MATERIAL FOR THIS TASK |
•••••

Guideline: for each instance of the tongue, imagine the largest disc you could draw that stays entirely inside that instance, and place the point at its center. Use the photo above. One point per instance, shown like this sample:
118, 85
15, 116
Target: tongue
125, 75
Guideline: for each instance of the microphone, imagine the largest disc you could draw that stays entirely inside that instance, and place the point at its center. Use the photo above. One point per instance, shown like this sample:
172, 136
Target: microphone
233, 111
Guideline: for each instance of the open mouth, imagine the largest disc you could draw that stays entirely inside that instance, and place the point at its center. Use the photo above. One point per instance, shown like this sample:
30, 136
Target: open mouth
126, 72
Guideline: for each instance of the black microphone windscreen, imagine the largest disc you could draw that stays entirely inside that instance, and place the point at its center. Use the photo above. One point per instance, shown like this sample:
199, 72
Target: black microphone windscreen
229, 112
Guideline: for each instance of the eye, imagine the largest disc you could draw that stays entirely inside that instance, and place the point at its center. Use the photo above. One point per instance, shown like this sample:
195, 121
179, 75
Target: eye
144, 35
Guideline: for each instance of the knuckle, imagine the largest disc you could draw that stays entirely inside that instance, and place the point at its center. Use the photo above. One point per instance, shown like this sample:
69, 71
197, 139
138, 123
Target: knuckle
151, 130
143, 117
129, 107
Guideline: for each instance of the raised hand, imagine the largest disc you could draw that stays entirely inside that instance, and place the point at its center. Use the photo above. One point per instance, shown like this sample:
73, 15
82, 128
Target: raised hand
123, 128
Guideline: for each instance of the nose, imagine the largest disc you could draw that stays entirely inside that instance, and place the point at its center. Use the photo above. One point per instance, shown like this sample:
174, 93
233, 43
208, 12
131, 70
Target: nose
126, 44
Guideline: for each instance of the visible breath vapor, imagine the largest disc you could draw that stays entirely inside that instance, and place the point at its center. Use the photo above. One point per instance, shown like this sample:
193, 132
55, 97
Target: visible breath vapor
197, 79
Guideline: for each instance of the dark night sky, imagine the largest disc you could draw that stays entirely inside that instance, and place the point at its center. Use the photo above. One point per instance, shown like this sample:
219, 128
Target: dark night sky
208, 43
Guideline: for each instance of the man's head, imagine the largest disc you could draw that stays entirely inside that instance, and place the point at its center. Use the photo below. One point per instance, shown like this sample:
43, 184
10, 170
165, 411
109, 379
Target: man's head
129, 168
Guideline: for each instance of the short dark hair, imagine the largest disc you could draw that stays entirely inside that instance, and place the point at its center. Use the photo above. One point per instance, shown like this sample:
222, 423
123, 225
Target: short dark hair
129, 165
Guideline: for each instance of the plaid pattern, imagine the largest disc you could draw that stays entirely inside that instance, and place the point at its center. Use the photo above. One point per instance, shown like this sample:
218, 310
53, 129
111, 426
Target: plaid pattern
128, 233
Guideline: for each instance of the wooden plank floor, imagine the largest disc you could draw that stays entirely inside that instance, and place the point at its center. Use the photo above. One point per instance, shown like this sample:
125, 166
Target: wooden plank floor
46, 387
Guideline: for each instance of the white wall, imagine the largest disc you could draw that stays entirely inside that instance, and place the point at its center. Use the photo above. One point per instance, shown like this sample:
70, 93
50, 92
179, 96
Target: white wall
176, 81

•••••

JOB | Return only the lines running from the line with "Guideline: for each instance of the short" to the last line of the records, both included, exactly as written.

ANSWER TO THE EXERCISE |
Guideline: for each instance of the short dark hair, imagine the largest disc you could draw that stays entirely inside that instance, and place the point at its center. Use the photo above. One point per instance, shown like this sample:
222, 423
123, 225
Target: short dark hair
129, 165
Guideline: for each instance of the plaid pattern, imagine the largest disc you could draw that stays entirely inside that instance, and place the point at its center. Use the photo above. One point per instance, shown like this sample:
218, 310
53, 129
111, 426
Target: plaid pattern
128, 233
Guideline: for each instance of the wooden plank floor, imagine the largest disc you could draw that stays entirely inside that instance, and place the point at its center. Use the photo above. One point per instance, shown like this sample:
125, 166
Target: wooden plank floor
46, 387
Guideline: for each instance of the white wall, imagine the largest disc you could draw that stays entirely inside that instance, and place the point at its center. Use the photo above. One point per instance, shown like this sample:
70, 93
50, 92
179, 96
Target: white wall
176, 81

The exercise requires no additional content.